→ **Exercise A**:
In the patent excerpt below, list every figure described as a logic flow diagram, and give the entity that performs the method shown in each.

BRIEF DESCRIPTION OF THE DRAWINGS

FIG. 1 is a block diagram of key generation for protecting communication according to some embodiments.

FIG. 2 is a block diagram of a key hierarchy according to some embodiments.

FIG. 3 is a block diagram of a key hierarchy according to other embodiments.

FIG. 4 is a call flow diagram for a registration procedure according to some embodiments.

FIG. 5 is a logic flow diagram of a method performed by a communication device according to some embodiments.

FIG. 6 is a logic flow diagram of a method performed by a network node in a subscribed communication network according to some embodiments.

FIG. 7 is a logic flow diagram of a method performed by a network node in an intermediate communication network according to some embodiments.

FIG. 8 is a block diagram of a communication device according to some embodiments.

FIG. 9 is a block diagram of a network node according to some embodiments.

FIG. 10 is a block diagram of a wireless communication network according to some embodiments.

FIG. 11 is a block diagram of a user equipment according to some embodiments.

FIG. 12 is a block diagram of a virtualization environment according to some embodiments.

FIG. 13 is a block diagram of a communication network with a host computer according to some embodiments.

FIG. 14 is a block diagram of a host computer according to some embodiments.

FIG. 15 is a flowchart illustrating a method implemented in a communication system, in accordance with one embodiment.

FIG. 16 is a flowchart illustrating a method implemented in a communication system, in accordance with one embodiment.

FIG. 17 is a flowchart illustrating a method implemented in a communication system, in accordance with one embodiment.

FIG. 18 is a flowchart illustrating a method implemented in a communication system, in accordance with one embodiment.

DETAILED DESCRIPTION

FIG. 1 shows a communication device 2 configured for communication. In some embodiments, the communication device 2 is a wireless communication device configured for wireless communication. As shown in FIG. 1 , for example, the communication device is exemplified as a user equipment (UE) or mobile device.
In any event, the communication device 2 is associated with a subscription to subscribed communication network 10, e.g., a subscribed wireless communication network. FIG. 1 depicts this association as being by way of an integrated circuit card 4 (e.g., a subscriber identity module, SIM) that is configured to be removably inserted into or embedded or integrated in the communication device 2. This integrated circuit card 4 stores in memory a subscription identifier 10S that identifies the subscription to subscribed communication network 10. The subscription identifier 10S may for example be an International Mobile Subscriber Identity (IMSI), a Network Access Identifier (NAI), or any other type of Subscription Permanent Identifier (SUPI). The integrated circuit card 4 may also store credentials (e.g., one or more keys) associated with the subscription identifier 10S. In other embodiments not shown, though, the subscription identifier 10S and any associated credentials may be stored directly on the communication device 2 itself, e.g., on mobile equipment (ME) 6. Regardless of how the subscription identifier 10S is associated with the communication device 2, the communication device 2 may indicate the subscription identifier 10S to subscribed communication network 10 as part of a procedure to register with and/or authenticate itself to the subscribed communication network 10, e.g., as a prerequisite to being provided communication service from the subscribed communication network 10.

→ **Exercise B**:
Output the stretch of the rows below from their start through the line that contains "x=198, y=373", both ends included, leaving out the picture.

→ **Data for processing**:
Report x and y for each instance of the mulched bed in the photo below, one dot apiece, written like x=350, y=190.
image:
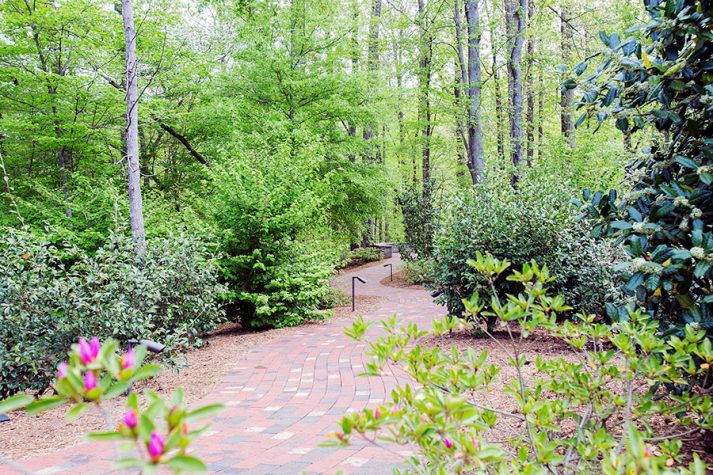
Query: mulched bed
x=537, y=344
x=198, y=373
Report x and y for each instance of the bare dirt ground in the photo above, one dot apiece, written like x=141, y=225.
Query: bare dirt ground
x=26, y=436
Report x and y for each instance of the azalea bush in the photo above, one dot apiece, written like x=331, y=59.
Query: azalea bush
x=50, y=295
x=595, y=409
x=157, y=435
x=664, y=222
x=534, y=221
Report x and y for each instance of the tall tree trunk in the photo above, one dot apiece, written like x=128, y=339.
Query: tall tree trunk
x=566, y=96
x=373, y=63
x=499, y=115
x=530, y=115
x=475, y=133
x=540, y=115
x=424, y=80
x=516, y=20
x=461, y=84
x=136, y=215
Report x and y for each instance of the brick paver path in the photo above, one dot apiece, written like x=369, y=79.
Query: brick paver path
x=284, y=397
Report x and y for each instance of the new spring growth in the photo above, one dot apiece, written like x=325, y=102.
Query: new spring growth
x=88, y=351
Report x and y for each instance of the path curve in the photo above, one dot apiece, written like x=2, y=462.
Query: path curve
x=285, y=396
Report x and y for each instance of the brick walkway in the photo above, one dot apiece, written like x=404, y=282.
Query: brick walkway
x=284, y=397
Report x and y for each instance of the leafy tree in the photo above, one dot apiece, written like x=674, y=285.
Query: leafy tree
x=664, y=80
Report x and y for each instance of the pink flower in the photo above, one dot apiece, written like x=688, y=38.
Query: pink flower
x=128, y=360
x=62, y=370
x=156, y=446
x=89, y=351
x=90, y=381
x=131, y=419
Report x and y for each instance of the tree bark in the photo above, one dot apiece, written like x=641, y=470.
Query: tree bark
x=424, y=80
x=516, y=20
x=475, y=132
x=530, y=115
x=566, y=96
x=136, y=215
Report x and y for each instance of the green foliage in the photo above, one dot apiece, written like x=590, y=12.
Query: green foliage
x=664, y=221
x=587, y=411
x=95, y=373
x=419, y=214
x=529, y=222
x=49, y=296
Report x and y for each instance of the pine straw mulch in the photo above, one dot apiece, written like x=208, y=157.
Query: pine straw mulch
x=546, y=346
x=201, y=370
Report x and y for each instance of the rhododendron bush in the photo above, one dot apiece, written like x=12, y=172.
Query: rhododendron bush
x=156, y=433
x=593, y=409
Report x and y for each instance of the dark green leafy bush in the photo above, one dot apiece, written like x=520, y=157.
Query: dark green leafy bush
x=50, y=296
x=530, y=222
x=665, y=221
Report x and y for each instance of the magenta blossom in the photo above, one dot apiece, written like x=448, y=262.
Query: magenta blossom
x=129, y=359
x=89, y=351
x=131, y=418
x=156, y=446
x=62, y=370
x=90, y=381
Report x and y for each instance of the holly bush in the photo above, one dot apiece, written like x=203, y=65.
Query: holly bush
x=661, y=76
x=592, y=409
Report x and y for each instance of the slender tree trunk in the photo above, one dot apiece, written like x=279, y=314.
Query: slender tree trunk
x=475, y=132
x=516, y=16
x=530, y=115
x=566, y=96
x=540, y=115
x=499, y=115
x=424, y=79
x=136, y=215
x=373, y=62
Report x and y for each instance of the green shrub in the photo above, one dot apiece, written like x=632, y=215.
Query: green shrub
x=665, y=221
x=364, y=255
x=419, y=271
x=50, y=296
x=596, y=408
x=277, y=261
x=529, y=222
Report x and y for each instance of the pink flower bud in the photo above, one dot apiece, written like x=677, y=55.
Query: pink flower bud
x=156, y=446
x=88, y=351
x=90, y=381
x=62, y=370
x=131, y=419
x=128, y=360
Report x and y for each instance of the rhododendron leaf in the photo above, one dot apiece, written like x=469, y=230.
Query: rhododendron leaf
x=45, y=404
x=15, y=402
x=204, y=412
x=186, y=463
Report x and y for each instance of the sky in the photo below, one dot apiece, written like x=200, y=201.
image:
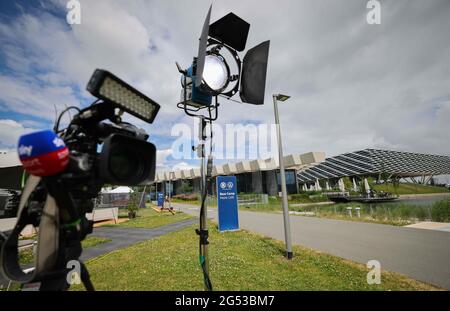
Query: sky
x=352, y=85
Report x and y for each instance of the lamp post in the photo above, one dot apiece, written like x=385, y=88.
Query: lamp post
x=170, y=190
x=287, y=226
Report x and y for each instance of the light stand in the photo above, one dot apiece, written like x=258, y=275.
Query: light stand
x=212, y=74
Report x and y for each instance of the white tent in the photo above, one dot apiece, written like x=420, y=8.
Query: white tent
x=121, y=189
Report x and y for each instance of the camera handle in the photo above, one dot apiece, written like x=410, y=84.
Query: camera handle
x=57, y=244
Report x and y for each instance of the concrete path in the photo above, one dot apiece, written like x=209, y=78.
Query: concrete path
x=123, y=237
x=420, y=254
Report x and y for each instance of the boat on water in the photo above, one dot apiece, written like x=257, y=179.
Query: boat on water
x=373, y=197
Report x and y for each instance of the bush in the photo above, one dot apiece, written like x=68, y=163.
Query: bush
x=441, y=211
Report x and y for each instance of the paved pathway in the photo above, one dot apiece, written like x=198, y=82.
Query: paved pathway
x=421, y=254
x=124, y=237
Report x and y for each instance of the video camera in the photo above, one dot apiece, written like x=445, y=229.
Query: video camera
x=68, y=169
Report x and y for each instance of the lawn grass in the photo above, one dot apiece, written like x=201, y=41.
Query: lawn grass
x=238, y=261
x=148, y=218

→ **Problem solution A**:
FIG. 5: a communication device
FIG. 6: a network node in a subscribed communication network
FIG. 7: a network node in an intermediate communication network

→ **Problem solution B**:
Report x and y for each instance of the mulched bed in the photo below, one dot apiece, written like x=350, y=190.
image:
Query: mulched bed
x=537, y=344
x=198, y=373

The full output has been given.